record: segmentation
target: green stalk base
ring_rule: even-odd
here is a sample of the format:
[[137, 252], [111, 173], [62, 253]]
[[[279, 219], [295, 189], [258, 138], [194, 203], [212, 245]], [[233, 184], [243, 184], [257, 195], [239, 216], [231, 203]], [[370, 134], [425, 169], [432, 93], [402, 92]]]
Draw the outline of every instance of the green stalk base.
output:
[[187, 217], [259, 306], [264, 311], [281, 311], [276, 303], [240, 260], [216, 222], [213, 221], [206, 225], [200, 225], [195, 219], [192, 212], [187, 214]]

● ● ● ● ●

:: Your instructions ::
Rewrite the records above with "green stalk base" changed to "stalk base" wherever it occurs, keeping every other line and character the same.

:: Answer ::
record: segmentation
target: stalk base
ring_rule: even-odd
here is a sample of the format:
[[137, 252], [111, 173], [62, 253]]
[[[279, 219], [295, 189], [258, 138], [194, 203], [212, 245]], [[233, 184], [243, 184], [257, 195], [239, 216], [231, 203]], [[370, 134], [425, 169], [432, 93], [402, 92]]]
Draw the outline of every instance of the stalk base.
output:
[[187, 217], [259, 306], [264, 311], [281, 311], [276, 303], [240, 260], [216, 222], [213, 221], [206, 225], [200, 225], [195, 219], [192, 212], [187, 214]]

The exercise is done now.